:: Requirement ::
Wherever the word "query" appears in a line below, that line counts; report the total number of such lines only.

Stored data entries
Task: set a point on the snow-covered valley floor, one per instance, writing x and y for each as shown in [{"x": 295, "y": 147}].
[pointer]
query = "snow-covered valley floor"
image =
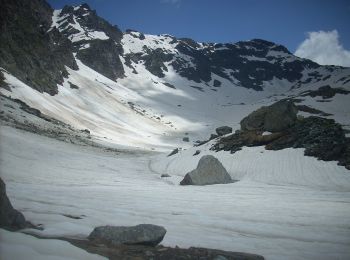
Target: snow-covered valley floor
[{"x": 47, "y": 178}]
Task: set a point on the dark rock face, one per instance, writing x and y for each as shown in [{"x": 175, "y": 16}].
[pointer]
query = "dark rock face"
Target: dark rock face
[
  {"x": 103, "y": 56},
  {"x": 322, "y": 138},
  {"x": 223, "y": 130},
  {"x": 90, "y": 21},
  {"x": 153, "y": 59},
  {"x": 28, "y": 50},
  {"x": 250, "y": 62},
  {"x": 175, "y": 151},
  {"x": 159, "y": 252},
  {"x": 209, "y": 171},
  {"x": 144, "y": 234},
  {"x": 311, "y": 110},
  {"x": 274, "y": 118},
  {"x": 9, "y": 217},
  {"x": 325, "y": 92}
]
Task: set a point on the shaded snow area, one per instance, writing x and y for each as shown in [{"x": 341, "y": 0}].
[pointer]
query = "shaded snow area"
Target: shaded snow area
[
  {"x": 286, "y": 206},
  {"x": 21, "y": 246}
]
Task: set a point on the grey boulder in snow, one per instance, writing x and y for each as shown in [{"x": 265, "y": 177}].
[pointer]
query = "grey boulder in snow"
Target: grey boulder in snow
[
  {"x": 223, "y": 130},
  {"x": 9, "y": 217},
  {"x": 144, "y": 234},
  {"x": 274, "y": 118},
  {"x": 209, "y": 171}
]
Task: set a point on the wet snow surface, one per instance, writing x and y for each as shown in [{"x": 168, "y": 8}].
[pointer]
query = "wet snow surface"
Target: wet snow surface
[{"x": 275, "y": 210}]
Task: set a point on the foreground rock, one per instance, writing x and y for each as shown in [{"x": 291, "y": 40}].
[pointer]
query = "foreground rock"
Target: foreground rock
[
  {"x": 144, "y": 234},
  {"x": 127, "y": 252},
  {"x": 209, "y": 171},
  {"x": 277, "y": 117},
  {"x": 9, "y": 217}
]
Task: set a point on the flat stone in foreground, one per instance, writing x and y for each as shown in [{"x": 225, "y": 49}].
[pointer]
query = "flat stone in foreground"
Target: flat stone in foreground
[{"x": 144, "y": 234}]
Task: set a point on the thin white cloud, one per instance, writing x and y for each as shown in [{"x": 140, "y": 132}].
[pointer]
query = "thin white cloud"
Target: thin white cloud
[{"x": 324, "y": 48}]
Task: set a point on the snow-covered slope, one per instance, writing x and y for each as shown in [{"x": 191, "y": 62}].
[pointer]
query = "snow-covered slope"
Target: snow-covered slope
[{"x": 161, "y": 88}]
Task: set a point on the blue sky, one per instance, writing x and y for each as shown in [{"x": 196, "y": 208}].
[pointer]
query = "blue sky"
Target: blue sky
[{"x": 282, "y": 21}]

* * *

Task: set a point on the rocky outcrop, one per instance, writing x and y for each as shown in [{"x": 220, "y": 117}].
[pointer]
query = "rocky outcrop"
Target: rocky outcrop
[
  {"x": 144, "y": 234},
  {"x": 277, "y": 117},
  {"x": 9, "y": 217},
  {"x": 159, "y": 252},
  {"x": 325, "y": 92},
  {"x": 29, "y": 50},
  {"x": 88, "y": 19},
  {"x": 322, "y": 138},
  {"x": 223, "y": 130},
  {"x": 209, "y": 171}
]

:: Written answer ::
11